### TASK TO CARRY OUT
Transcribe the lines below, from the start of the records through the line containing "x=361 y=139", leaving out the pictures.

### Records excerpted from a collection
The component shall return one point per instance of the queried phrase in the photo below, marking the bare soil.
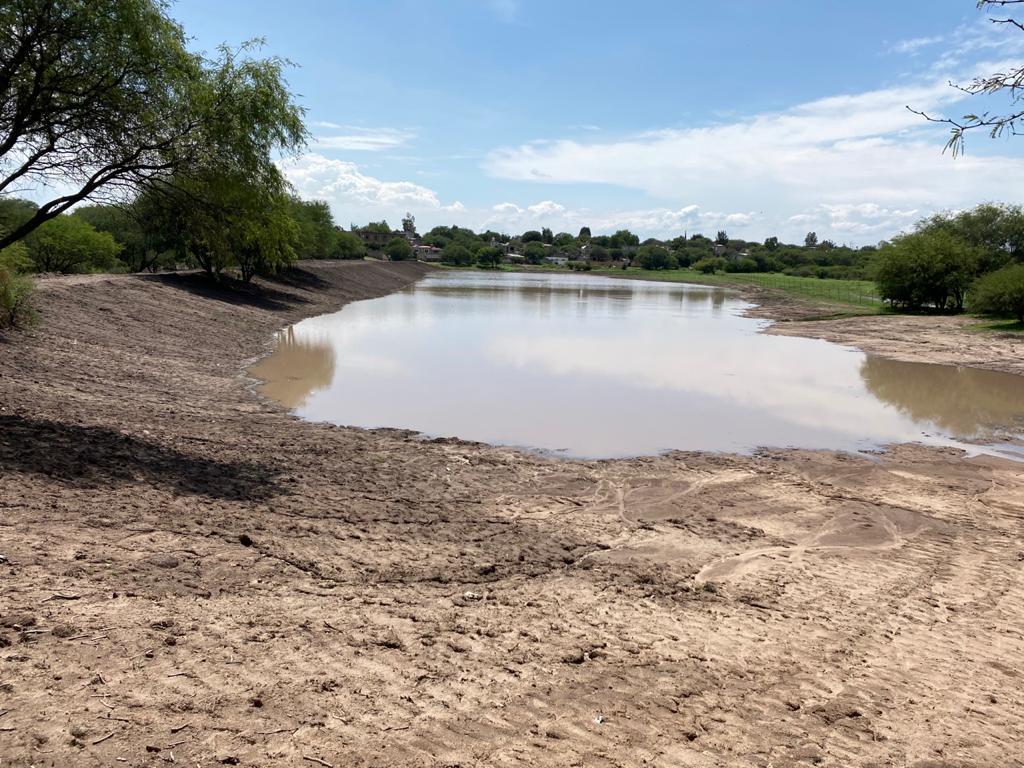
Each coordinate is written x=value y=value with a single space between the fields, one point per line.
x=194 y=577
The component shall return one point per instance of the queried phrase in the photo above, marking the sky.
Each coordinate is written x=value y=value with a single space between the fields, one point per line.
x=759 y=117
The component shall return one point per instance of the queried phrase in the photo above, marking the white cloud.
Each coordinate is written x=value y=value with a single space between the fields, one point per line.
x=344 y=185
x=830 y=157
x=506 y=10
x=361 y=139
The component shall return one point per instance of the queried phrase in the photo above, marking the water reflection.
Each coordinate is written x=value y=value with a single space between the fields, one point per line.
x=298 y=368
x=963 y=401
x=600 y=368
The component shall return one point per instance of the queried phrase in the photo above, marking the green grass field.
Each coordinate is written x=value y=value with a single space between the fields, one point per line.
x=861 y=293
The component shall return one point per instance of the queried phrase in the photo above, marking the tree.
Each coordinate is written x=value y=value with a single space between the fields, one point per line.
x=398 y=249
x=710 y=266
x=489 y=256
x=624 y=239
x=458 y=254
x=1000 y=292
x=101 y=96
x=926 y=268
x=263 y=238
x=535 y=252
x=348 y=246
x=598 y=253
x=70 y=244
x=655 y=257
x=1010 y=83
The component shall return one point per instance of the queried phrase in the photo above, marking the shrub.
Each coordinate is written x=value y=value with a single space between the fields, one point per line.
x=655 y=257
x=710 y=266
x=741 y=265
x=1000 y=292
x=15 y=298
x=70 y=244
x=398 y=250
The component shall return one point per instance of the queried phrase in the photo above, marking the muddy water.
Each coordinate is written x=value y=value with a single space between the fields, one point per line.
x=594 y=367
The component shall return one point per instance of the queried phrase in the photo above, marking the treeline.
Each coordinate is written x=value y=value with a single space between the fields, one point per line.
x=101 y=100
x=155 y=232
x=972 y=259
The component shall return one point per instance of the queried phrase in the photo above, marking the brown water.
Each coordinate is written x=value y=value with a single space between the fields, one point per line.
x=596 y=367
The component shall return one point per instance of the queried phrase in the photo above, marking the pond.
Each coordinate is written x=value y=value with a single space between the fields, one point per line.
x=595 y=367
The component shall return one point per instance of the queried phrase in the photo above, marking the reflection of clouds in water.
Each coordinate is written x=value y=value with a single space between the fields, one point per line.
x=297 y=368
x=538 y=359
x=963 y=401
x=757 y=376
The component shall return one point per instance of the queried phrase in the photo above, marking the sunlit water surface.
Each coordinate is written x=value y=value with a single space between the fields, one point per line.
x=596 y=367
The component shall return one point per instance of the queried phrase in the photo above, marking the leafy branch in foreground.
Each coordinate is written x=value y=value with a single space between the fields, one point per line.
x=101 y=97
x=1011 y=82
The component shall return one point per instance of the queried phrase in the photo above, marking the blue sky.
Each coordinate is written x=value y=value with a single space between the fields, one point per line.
x=761 y=117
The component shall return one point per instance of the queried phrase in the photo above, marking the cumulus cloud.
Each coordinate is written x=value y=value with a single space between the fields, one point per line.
x=914 y=45
x=360 y=139
x=343 y=184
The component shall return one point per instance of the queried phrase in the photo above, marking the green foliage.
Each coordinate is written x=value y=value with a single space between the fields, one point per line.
x=928 y=267
x=655 y=257
x=15 y=259
x=15 y=297
x=741 y=265
x=535 y=252
x=1000 y=293
x=398 y=250
x=624 y=239
x=489 y=257
x=348 y=246
x=70 y=244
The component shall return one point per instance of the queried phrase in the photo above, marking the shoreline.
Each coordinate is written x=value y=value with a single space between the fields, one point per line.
x=190 y=567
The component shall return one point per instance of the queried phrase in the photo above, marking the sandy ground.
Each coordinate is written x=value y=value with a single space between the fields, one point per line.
x=193 y=577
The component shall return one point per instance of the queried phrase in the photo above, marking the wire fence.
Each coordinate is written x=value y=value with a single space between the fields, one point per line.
x=856 y=292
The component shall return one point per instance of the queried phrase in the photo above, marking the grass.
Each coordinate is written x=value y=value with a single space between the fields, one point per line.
x=999 y=326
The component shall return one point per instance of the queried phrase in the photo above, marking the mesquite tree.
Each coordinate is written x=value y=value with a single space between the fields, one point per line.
x=101 y=97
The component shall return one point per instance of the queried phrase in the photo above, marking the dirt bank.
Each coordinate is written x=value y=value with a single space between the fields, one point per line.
x=194 y=577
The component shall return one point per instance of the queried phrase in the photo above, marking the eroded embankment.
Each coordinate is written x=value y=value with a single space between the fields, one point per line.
x=193 y=572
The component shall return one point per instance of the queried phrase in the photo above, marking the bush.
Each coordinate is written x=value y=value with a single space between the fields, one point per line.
x=15 y=298
x=926 y=267
x=398 y=250
x=655 y=257
x=70 y=244
x=1000 y=292
x=458 y=255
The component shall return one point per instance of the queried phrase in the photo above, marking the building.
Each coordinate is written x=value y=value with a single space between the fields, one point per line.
x=426 y=253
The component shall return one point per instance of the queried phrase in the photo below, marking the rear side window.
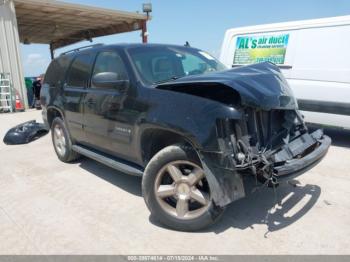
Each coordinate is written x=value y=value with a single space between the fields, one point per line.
x=110 y=62
x=57 y=70
x=79 y=72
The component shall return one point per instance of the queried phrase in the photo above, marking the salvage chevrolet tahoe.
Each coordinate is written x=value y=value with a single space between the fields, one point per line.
x=194 y=130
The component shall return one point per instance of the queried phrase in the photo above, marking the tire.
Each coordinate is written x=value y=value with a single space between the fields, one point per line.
x=61 y=141
x=166 y=197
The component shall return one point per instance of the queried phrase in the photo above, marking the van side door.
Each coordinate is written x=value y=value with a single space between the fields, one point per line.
x=77 y=81
x=106 y=127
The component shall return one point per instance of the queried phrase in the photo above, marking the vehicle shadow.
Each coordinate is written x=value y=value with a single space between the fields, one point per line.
x=340 y=137
x=264 y=206
x=275 y=209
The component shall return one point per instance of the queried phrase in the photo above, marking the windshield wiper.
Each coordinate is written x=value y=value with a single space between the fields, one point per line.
x=168 y=80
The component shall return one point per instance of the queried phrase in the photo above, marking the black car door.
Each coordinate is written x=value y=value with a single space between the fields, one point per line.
x=74 y=87
x=107 y=126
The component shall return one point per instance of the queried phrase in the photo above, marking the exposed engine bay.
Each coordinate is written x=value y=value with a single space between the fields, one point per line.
x=265 y=143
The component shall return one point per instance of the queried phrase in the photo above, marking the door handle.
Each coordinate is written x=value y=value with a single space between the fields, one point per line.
x=90 y=102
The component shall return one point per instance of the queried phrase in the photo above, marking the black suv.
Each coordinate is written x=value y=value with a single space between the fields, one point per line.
x=195 y=131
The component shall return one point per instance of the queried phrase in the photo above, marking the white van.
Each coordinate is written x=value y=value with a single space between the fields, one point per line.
x=314 y=56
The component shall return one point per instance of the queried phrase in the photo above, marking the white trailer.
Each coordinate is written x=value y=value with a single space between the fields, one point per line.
x=314 y=56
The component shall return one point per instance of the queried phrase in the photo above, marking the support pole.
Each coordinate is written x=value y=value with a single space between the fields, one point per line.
x=51 y=51
x=144 y=32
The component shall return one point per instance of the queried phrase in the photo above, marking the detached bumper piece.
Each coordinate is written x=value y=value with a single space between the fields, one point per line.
x=300 y=155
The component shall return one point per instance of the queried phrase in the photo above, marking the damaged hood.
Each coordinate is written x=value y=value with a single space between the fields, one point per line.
x=260 y=85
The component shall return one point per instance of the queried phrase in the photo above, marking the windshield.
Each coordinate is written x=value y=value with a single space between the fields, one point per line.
x=159 y=64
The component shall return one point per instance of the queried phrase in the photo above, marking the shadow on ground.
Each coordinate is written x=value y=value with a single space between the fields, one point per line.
x=340 y=137
x=276 y=210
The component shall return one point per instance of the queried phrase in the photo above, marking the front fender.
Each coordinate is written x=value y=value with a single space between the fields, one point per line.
x=191 y=116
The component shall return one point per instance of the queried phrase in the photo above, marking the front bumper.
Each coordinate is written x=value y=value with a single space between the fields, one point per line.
x=295 y=160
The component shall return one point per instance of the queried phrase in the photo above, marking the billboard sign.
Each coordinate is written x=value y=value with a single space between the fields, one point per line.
x=261 y=48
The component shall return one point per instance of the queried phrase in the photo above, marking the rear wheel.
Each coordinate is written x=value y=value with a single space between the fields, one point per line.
x=176 y=190
x=62 y=142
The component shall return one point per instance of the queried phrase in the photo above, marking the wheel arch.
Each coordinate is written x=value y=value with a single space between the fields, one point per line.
x=155 y=139
x=52 y=113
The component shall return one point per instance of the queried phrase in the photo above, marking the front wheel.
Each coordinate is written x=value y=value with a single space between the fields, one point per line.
x=176 y=190
x=62 y=142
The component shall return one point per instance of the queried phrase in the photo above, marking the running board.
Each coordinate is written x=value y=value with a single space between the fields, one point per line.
x=113 y=163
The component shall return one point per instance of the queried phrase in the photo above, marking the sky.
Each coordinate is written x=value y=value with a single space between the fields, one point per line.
x=201 y=23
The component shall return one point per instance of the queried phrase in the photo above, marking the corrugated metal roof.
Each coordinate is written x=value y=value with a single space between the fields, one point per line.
x=61 y=24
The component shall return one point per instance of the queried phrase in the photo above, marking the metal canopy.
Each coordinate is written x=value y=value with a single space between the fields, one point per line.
x=60 y=24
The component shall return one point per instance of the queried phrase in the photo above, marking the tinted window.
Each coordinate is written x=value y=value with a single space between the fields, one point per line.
x=79 y=72
x=161 y=63
x=110 y=62
x=57 y=71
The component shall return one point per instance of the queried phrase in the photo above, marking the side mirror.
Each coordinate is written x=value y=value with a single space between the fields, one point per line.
x=109 y=80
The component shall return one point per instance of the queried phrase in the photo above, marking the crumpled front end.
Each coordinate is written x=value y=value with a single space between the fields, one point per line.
x=270 y=146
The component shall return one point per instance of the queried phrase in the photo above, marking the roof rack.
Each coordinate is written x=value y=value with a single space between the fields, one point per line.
x=81 y=48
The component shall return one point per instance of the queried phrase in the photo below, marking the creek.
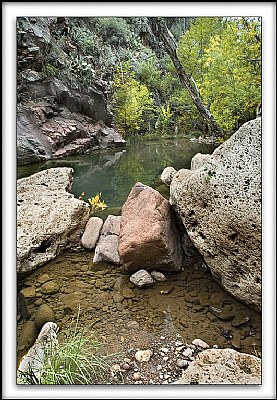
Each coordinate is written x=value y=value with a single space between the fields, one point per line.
x=121 y=315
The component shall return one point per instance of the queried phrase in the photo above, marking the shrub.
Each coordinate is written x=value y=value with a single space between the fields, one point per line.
x=79 y=360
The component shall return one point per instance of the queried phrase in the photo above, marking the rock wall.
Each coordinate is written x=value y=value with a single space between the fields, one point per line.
x=219 y=202
x=49 y=218
x=57 y=115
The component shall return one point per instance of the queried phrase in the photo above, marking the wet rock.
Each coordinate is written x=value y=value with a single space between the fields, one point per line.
x=191 y=299
x=188 y=352
x=149 y=237
x=27 y=297
x=182 y=363
x=239 y=320
x=142 y=278
x=200 y=343
x=222 y=366
x=222 y=314
x=46 y=344
x=72 y=301
x=133 y=325
x=143 y=355
x=128 y=293
x=43 y=278
x=44 y=314
x=106 y=250
x=220 y=206
x=49 y=218
x=107 y=246
x=158 y=276
x=236 y=343
x=92 y=232
x=167 y=175
x=50 y=287
x=136 y=376
x=27 y=336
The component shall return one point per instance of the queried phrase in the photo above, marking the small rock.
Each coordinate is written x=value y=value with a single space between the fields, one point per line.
x=91 y=233
x=187 y=353
x=239 y=320
x=142 y=278
x=50 y=287
x=133 y=325
x=143 y=355
x=43 y=278
x=164 y=349
x=158 y=276
x=182 y=363
x=200 y=343
x=44 y=314
x=136 y=376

### SOLUTION
The component shall return one point per instance of the queried phrase in the photo below, marking the bare soil.
Each coordinate is written x=value y=value with a single space between the fields, one point per line.
x=194 y=577
The component shall return one point per instance of the queried phrase in the photo above, marking the sky.
Each coordinate is written x=value y=value with a single space between the fields, one point per line.
x=759 y=117
The component shall return one point per instance of the queried phrase in the photo above, marking the white cloud.
Each coordinate is written x=value y=value with a single space between the fields, one point per line.
x=344 y=185
x=830 y=157
x=506 y=10
x=361 y=139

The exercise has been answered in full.